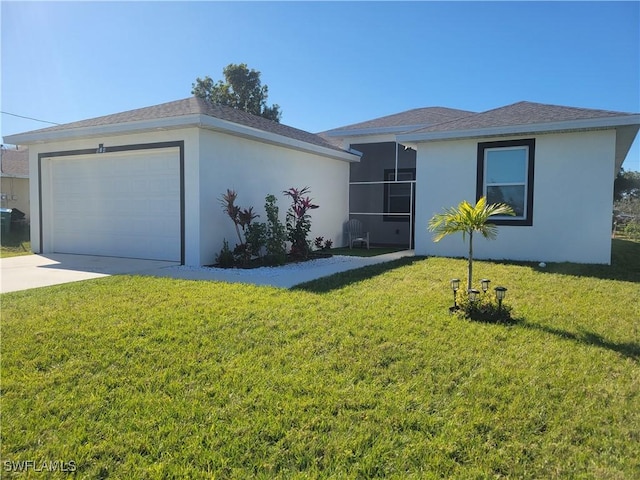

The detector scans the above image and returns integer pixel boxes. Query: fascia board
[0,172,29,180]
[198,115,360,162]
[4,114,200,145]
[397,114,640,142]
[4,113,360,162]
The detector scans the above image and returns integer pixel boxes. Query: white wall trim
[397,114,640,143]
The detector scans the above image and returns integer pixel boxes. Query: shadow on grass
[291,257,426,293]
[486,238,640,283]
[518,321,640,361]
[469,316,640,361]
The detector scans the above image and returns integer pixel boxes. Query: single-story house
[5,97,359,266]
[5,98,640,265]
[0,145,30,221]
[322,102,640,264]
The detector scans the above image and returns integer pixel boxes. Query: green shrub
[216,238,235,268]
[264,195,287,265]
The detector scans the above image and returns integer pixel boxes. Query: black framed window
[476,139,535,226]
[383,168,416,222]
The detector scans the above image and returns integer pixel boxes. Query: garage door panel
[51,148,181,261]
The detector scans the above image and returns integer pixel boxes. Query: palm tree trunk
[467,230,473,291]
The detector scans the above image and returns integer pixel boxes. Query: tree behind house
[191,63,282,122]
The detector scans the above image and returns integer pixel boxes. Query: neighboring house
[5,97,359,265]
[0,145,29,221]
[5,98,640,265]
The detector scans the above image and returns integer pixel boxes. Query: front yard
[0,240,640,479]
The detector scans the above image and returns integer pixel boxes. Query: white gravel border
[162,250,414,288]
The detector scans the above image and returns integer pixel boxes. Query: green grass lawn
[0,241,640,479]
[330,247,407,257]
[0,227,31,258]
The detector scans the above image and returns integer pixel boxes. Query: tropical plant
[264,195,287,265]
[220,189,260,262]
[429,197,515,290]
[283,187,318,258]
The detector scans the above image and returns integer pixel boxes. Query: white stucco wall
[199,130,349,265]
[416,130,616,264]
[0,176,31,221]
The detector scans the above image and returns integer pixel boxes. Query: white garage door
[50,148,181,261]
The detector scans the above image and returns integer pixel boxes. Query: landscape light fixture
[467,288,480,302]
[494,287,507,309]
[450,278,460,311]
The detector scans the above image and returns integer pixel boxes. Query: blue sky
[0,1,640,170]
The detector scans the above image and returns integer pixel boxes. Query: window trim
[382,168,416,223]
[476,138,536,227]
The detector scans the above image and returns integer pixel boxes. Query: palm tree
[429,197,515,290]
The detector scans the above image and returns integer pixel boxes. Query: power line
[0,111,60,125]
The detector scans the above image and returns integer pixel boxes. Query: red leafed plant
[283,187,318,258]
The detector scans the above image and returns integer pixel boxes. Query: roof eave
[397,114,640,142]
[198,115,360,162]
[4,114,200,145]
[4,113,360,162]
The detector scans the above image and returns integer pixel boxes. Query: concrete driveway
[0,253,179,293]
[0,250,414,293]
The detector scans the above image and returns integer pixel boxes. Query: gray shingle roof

● **Given request**
Could you convert the records above into a Markdown table with the columns Row and Entry, giving each line its own numbered row? Skip blank lines, and leave the pictures out of the table.

● **Solution to the exercise**
| Row | Entry |
|---|---|
| 1 | The detector scans the above image and returns integer pixel boxes. Query: fascia board |
| 2 | [0,172,29,180] |
| 3 | [198,115,360,162] |
| 4 | [4,114,200,145] |
| 5 | [397,114,640,142] |
| 6 | [4,113,360,162] |
| 7 | The detector scans the above image and returns integer pixel boxes. Query: white wall trim |
| 8 | [397,114,640,143] |
| 9 | The detector scans the above image and returns integer pixel boxes. Query: shadow on grass |
| 10 | [291,257,426,293] |
| 11 | [486,238,640,283] |
| 12 | [518,321,640,361] |
| 13 | [469,316,640,361] |
| 14 | The detector scans the above image and returns integer pixel boxes. Query: single-story house |
| 15 | [5,97,359,266] |
| 16 | [5,98,640,265] |
| 17 | [0,145,30,221] |
| 18 | [322,102,640,264] |
| 19 | The detector scans the above image and returns integer pixel boxes. Query: green shrub |
| 20 | [216,238,235,268] |
| 21 | [264,195,287,265] |
| 22 | The detector scans the above image and returns integer pixel boxes. Query: black framed window |
| 23 | [476,139,535,226] |
| 24 | [383,168,416,222] |
| 25 | The detector scans the above image and returns integer pixel boxes. Query: garage door panel |
| 26 | [51,148,181,261] |
| 27 | The detector scans the above image and returns integer pixel boxes. Query: palm tree trunk |
| 28 | [467,230,473,291] |
| 29 | The detector scans the above image and returns integer pixel boxes. Query: tree behind house |
| 30 | [191,63,282,122] |
| 31 | The detector scans the above image and returns integer pixel boxes. Query: neighboring house |
| 32 | [5,97,359,265] |
| 33 | [0,145,29,221] |
| 34 | [5,98,640,265] |
| 35 | The detector scans the above image and returns integer pixel boxes. Query: front yard |
| 36 | [0,240,640,479] |
| 37 | The detector scans the above image and returns integer pixel boxes. Query: white gravel border |
| 38 | [162,250,414,288] |
| 39 | The detector scans the above image and returns integer pixel boxes. Query: green grass lawn |
| 40 | [0,241,640,479] |
| 41 | [330,247,407,257] |
| 42 | [0,227,31,258] |
| 43 | The detector scans the above image and returns integer pixel boxes. Query: tropical plant |
| 44 | [264,195,287,265] |
| 45 | [220,189,260,262] |
| 46 | [429,197,515,290] |
| 47 | [283,187,318,258] |
| 48 | The detector scans the above image and returns integer pixel boxes. Query: white stucco wall |
| 49 | [199,130,349,265] |
| 50 | [416,130,616,264] |
| 51 | [0,176,31,221] |
| 52 | The detector scans the above image and returns integer pixel boxes. Query: white garage door |
| 53 | [50,148,181,261] |
| 54 | The detector scans the above image and returns integer pixel boxes. Query: landscape light fixture |
| 55 | [467,288,480,302] |
| 56 | [494,287,507,309] |
| 57 | [450,278,460,311] |
| 58 | The detector scans the above image and returns integer pixel boxes. Query: blue sky |
| 59 | [0,1,640,170] |
| 60 | The detector scans the above image and returns integer pixel boxes. Query: window trim |
| 61 | [382,168,416,223] |
| 62 | [476,138,536,227] |
| 63 | The detector scans the above image and returns integer pixel boxes. Query: palm tree |
| 64 | [429,197,515,290] |
| 65 | The detector scans the above image and returns integer pixel boxes. Query: power line |
| 66 | [0,111,60,125] |
| 67 | The detector scans the above image and returns integer pixel boxes. Query: red leafed plant |
| 68 | [283,187,318,258] |
| 69 | The detector scans the above image and returns integer pixel boxes. Query: roof eave |
| 70 | [397,114,640,142] |
| 71 | [198,115,360,162] |
| 72 | [4,114,200,145] |
| 73 | [4,113,360,162] |
| 74 | The detector scans the above image and returns integer pixel boxes. Query: concrete driveway |
| 75 | [0,253,179,293] |
| 76 | [0,250,414,293] |
| 77 | The detector scans the above image and returns integer pixel boxes. Query: gray shingle roof |